> **Task**
Every record shown here must be duplicated without change.

------ Source material

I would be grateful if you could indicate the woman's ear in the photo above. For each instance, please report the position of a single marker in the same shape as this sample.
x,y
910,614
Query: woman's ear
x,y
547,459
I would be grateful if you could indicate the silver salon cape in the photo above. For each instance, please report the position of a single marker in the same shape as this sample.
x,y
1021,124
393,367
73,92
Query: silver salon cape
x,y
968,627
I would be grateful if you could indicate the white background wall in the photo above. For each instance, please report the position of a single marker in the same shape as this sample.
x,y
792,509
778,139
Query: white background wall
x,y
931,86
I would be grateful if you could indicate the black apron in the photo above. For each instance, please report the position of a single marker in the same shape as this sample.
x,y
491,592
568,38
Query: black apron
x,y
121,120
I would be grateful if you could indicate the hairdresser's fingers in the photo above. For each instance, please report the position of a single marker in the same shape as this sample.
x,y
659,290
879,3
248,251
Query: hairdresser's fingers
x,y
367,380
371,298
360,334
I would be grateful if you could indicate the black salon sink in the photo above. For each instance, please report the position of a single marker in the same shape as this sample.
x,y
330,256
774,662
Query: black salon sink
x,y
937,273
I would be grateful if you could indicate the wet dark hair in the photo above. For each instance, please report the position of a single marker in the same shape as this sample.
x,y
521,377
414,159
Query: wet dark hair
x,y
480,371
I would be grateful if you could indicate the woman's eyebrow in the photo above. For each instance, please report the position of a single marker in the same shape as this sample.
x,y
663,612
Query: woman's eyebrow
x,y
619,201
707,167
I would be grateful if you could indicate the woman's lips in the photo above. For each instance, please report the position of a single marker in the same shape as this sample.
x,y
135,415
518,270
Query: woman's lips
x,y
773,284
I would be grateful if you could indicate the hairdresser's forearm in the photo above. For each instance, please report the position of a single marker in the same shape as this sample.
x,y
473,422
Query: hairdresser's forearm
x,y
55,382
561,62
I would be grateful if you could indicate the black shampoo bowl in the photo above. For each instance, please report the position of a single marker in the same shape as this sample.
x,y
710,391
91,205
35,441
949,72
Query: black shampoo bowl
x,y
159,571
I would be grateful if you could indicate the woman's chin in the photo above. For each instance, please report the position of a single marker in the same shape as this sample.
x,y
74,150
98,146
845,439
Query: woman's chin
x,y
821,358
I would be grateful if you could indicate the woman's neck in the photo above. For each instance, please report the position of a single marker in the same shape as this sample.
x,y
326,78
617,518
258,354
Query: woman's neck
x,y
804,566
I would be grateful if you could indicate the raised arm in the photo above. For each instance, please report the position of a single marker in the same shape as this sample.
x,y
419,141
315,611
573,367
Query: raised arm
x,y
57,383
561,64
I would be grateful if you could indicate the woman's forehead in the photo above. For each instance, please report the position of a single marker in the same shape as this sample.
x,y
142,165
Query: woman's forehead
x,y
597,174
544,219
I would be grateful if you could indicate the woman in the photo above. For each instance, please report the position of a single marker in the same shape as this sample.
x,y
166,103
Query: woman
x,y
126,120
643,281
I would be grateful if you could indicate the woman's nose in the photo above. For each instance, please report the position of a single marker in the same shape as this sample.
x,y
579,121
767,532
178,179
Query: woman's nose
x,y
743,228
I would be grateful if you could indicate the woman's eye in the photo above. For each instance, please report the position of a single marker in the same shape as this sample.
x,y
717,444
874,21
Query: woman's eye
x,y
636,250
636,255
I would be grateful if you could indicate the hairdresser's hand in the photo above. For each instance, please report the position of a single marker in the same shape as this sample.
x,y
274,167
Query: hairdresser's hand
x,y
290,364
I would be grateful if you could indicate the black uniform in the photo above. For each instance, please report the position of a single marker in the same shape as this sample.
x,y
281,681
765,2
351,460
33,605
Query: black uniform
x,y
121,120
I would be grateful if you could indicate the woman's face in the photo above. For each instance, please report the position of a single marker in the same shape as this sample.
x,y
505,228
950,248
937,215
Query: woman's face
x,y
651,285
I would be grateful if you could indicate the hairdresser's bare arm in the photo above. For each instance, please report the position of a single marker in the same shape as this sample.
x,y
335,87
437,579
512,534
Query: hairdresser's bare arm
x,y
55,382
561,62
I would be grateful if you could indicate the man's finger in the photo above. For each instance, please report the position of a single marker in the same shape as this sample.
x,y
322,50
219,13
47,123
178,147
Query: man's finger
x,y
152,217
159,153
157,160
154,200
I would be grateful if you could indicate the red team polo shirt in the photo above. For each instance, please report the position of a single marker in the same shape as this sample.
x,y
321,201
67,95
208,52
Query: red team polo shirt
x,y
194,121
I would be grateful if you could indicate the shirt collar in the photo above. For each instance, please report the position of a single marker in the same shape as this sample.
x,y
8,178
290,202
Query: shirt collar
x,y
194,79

------------

> **Written reply**
I would be grateful if you could indicate the woman's ear in the photo above. For each instance, please report the position of a single marker in the same shape as this sample.
x,y
910,614
Query: woman's ear
x,y
547,459
I would be grateful if you could indicate the silver salon cape in the photo above. For each instance, please report the position of a single marker in the same shape as this sample.
x,y
1021,124
393,367
73,92
Query: silver salon cape
x,y
968,627
I would be grateful if you could indicate the white background wall in the photo above. For each instance, please report the position of a single marker in the same shape as this sample.
x,y
792,509
778,139
Query: white background wall
x,y
931,86
I would be grateful if you could indicate the black apron in the photo above. For each instance, please report the position of a single marker in the same shape as this sample.
x,y
491,592
568,38
Query: black apron
x,y
121,120
I would be grateful if you could indicate the hairdresser's fingers in the photo above. For each instance, please report the position of a single marker in the same shape as this sample.
x,y
659,290
879,3
248,251
Query: hairdresser's fingers
x,y
367,380
371,298
360,334
I would be grateful if you could indicate the black salon sink in the photo above. For each instance, please report the position of a single marker in the same shape as this sample.
x,y
330,256
774,662
Query: black salon sink
x,y
937,273
I would be grateful if you could indicate the wet dark hair in the photo above. For each instance, please report the position of a single marker in the same shape as this sample.
x,y
521,377
414,159
Query: wet dark hair
x,y
480,371
I would be grateful if you could indicate the woman's eyebrow in the photo above. For each instance, please report the position of a single marker in the same shape as this sample.
x,y
663,612
Query: woman's eyebrow
x,y
619,201
707,167
I would be grateful if you could indicate the woman's lips in the photo above. For each instance, please report the position of a single marker in the same shape as this sample.
x,y
135,415
518,270
Query: woman's lips
x,y
773,284
I would be grateful if you could indicate the hairdresser's forearm in the photo above. For each instance, please report the position of a single marker in the same shape as this sample.
x,y
473,422
Query: hairdresser's forearm
x,y
55,382
561,62
I would be grateful if you could indicate the black shampoo bowl in the photo above. For each instance, please report the position of a single marker in the same shape as this sample.
x,y
710,391
91,205
35,441
949,72
Query: black shampoo bowl
x,y
159,571
I would be grateful if you could indicate the woman's chin in the photo above. For each instance, please report the position of a single marker in the same shape as this sample.
x,y
74,150
98,146
845,439
Query: woman's chin
x,y
821,358
I would be grateful if you could indicate the woman's neck in the photo above. For each instance, please report the position of a single marker in the same shape as this sample.
x,y
326,78
617,518
258,354
Query: woman's neck
x,y
804,566
I would be grateful if you could indicate the raised arm in the photo above. For each instance, please report the position of a single marker in the same shape as this sample.
x,y
419,141
315,611
573,367
Query: raised arm
x,y
57,383
561,64
I would be grateful if you could indicate the woman's forehead in the photo above. For each instance, please report the position of a single marker in the same shape as this sample.
x,y
142,165
Query: woman's forehead
x,y
597,174
544,219
I would be grateful if you could indicate the woman in the photo above. For each instance, please report the position of a single marker in the same shape as this sample.
x,y
166,103
Query: woman
x,y
126,120
643,281
I would be grateful if you could indicate the woman's nose in the photo above. For each instance, please report the position of a single marker in the same shape as this sample.
x,y
579,121
767,532
178,179
Query: woman's nose
x,y
743,228
I would be grateful if you could indicate the woman's eye in the photo above. For each instance, please report the position of a single marker in the same shape as this sample.
x,y
717,444
874,21
Query: woman's eye
x,y
636,250
636,255
I would be grateful if you could indicate the hairdresser's hand in the photo above. For each instance, please report the position of a single marker in the same shape as this sample.
x,y
274,167
Query: hairdresser's hand
x,y
290,364
I would be grateful if you could indicate the black uniform in the photo above. For each instance, please report the position of a single marker in the same shape as this sample.
x,y
281,681
765,2
351,460
33,605
Query: black uniform
x,y
121,120
I would be grateful if you could indicate the woman's face in the photo above. For each instance, please report the position of a single marker in the same shape as this sample.
x,y
505,228
950,248
937,215
Query: woman's face
x,y
651,285
I would be grateful if you could indicate the hairdresser's bare arm in the photo above. For each instance, please report the position of a single marker in the same shape as this sample.
x,y
335,87
437,579
512,534
Query: hairdresser's bare arm
x,y
55,382
561,62
I would be grateful if you could indicate the man's finger in the photo above. For each instance, please report the position of a single marker in the same shape as this sample.
x,y
322,50
219,13
47,123
178,147
Query: man's finger
x,y
152,217
159,153
157,160
154,200
I would be grateful if you could indicate the red team polo shirt in the photo above. For each instance, please report the position of a single marker in the same shape as this sample.
x,y
321,201
67,95
208,52
Query: red team polo shirt
x,y
194,121
I would be grateful if you could indicate the shirt collar in the photo above. For each instance, please report the position of a single marker in the same shape as this sample.
x,y
8,178
290,202
Query: shirt collar
x,y
194,79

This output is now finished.